■ Text provided
-*-*-

Elizabeth Warren is the just latest Democratic Party politician to benefit from the weaponization of identity politics against Bernie Sanders. Hillary Clinton promoted her identity as a woman to voters and touted the slogan “I’m with Her” on the 2016 campaign trail. It didn’t matter that WikiLeaks revealed a litany of crimes on Hillary Clinton’s record, including the theft of the primary from Sanders and the hundreds of thousands of dollars she collected in speeches to Wall Street. It also didn’t matter that Clinton admitted to holding “public and private” positions over email or that her political record is rife with favors to the rich and powerful. The weaponization of identity politics helped conjure the image that Clinton deserved political success because she was a woman, principles and politics notwithstanding.

-*-*-

■ Rows

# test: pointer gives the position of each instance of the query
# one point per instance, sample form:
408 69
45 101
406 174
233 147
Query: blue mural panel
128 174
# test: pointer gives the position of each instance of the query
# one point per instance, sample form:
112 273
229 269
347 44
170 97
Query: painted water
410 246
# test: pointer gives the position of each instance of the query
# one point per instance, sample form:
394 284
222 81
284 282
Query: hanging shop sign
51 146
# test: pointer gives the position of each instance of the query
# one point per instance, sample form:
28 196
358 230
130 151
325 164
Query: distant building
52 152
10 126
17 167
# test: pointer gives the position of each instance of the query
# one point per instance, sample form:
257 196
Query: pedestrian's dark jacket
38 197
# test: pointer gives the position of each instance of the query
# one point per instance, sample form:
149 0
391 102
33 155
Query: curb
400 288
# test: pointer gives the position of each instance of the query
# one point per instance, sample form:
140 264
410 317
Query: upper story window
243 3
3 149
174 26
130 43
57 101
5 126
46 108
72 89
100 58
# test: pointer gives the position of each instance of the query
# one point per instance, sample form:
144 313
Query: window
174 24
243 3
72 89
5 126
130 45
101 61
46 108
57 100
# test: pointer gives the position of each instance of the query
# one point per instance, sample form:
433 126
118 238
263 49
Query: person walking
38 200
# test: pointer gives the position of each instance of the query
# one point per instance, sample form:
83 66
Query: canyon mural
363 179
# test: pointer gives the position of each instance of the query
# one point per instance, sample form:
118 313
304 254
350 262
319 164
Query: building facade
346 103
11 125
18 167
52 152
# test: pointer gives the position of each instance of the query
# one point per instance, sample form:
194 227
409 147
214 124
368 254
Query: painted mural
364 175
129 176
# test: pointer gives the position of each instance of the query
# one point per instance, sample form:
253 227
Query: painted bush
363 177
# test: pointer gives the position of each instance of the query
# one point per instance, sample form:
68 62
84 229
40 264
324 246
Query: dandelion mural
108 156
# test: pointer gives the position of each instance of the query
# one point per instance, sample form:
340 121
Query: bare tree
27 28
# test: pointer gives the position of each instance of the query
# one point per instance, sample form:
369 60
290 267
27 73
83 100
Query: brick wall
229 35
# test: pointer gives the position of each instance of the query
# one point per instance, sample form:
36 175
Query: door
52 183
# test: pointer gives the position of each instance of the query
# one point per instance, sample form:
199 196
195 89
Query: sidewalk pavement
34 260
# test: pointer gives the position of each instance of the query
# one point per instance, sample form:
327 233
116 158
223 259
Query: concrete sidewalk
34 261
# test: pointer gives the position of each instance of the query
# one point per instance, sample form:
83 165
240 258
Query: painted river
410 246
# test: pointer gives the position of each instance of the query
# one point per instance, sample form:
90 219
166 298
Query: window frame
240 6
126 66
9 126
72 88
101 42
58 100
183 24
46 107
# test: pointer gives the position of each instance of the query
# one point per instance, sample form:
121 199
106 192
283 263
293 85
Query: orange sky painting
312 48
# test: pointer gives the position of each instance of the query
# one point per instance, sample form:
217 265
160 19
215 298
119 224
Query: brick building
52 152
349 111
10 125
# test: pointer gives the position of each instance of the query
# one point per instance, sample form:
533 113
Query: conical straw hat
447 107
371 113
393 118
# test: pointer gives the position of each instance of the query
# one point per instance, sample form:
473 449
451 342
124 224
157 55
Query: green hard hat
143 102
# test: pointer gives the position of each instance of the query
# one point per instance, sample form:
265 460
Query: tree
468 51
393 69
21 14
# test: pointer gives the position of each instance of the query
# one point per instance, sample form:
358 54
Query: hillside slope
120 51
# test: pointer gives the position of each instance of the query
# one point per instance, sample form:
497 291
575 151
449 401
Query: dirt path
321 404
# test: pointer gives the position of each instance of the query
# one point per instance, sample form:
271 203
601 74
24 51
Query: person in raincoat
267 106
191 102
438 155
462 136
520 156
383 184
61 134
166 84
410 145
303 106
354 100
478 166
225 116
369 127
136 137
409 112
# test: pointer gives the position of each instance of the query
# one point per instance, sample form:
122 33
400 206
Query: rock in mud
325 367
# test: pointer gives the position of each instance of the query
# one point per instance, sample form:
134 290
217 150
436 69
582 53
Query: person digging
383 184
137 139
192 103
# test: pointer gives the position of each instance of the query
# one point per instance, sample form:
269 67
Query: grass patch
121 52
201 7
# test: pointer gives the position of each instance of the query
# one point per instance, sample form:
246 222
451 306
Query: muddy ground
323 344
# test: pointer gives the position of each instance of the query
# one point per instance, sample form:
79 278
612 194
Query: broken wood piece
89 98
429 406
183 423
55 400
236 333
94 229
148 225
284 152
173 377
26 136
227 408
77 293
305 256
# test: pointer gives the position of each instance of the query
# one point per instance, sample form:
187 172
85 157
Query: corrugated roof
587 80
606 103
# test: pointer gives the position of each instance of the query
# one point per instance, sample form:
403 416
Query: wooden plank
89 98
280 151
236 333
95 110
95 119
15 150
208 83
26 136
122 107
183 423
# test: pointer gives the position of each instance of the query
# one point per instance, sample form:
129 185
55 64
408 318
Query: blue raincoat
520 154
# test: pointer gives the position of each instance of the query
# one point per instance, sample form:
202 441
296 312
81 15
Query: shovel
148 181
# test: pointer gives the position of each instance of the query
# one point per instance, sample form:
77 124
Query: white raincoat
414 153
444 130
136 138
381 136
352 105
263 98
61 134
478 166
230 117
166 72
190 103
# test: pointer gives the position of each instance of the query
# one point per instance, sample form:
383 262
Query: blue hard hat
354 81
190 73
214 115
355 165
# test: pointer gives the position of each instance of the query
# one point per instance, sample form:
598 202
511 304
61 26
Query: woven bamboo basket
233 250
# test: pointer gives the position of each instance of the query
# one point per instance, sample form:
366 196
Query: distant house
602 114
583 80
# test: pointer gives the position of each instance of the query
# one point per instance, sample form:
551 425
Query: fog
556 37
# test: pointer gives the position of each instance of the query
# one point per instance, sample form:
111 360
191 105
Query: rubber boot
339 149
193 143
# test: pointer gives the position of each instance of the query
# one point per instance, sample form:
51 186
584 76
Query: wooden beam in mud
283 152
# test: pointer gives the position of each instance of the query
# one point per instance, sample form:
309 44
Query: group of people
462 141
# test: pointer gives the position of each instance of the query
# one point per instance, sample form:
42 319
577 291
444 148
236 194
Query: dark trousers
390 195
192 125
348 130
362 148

-*-*-

■ Task A
Please name every politician the passage on identity politics mentions.
■ Task B
Summarize the passage on identity politics in two sentences.
■ Task C
Write the next part of the passage on identity politics, picking up after its final sentence.

■ Result A
Elizabeth Warren, Bernie Sanders, Hillary Clinton

■ Result B
Elizabeth Warren is the latest Democratic politician to benefit from identity politics being used against Bernie Sanders, following Hillary Clinton, who promoted her identity as a woman with the slogan "I'm with Her" in 2016. That framing made Clinton seem to deserve political success because she was a woman, regardless of the crimes WikiLeaks revealed, her paid Wall Street speeches, or a record of favors to the rich and powerful.

■ Result C
That Warren is now the beneficiary of weaponized identity politics is nothing short of ironic. The Massachusetts Senator turned Democratic Party presidential hopeful has herself weaponized identity politics for her own gain. Warren received a tenured faculty position at Harvard Law School in 1993 and was labeled the first tenured “woman of color” faculty member at the institution. At the time, Harvard Law was under investigation for its discriminatory hiring practices. She further contributed to the embarrassing work of “Pow Wow Chow,” which featured plagiarized recipes written by white authors. Warren spent decades identifying as a Native American despite being wholesomely white. She “persisted” with her false identification as a Native American until the Native American community forced her to apologize in 2018.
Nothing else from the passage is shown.